Directive: Shift each coordinate in the answers by adding -85 to it, then write out everything from the line containing "# test: put a marker on the red" down to the last line, requests included. Keep the requests and their sample coordinates unchanged.

○ ○ ○ ○ ○ ○ ○

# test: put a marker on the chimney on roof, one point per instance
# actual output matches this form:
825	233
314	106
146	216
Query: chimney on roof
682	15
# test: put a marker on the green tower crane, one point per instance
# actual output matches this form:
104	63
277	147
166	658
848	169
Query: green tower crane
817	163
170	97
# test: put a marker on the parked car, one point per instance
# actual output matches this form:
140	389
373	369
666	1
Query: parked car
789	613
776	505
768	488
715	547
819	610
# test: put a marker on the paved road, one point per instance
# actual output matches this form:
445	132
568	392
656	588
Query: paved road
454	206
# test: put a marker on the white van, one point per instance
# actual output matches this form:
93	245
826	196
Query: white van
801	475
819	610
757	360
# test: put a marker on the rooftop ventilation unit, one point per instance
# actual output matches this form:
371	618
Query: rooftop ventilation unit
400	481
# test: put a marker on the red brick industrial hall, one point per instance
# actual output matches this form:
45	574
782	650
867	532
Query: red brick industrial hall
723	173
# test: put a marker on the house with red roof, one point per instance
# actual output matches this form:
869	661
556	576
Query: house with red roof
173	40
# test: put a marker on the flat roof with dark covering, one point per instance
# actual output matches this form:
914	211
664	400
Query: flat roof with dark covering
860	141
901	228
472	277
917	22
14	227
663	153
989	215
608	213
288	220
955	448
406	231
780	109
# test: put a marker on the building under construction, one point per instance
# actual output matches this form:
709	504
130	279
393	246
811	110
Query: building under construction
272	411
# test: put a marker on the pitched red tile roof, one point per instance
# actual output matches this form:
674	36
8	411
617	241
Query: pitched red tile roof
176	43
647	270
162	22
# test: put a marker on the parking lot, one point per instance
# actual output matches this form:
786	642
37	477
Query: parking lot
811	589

○ ○ ○ ○ ○ ○ ○

Result of this task:
# test: put a marker on the red brick industrial hall, one point per instance
# actual output matches this form:
45	574
782	650
867	532
Query: red brick industrial hall
638	88
# test: put a marker on the house with red roof, one point per instance
# actual output matches this form:
869	661
556	576
Query: house with red roof
88	-45
# test: put a marker on the flat roof with dark covering, one point per instance
# actual output matches this form:
914	211
664	400
Query: flat roof with dark covering
775	56
816	143
387	192
832	-63
-71	142
578	68
904	130
523	128
203	135
870	363
321	146
695	24
# test: put a marker on the building under construction, one point per instance
# actual output matches this form:
709	504
130	279
393	246
811	110
Query: building under construction
187	326
# test: put a marker on the pitched red tile roof, one point per instance
# actual output matches this form:
674	36
8	411
617	241
Query: pitched red tile roof
91	-42
562	185
77	-63
# test: put a marker on the parking lot, one point per instance
# actual output matches this form:
786	642
37	477
Query: parking lot
726	504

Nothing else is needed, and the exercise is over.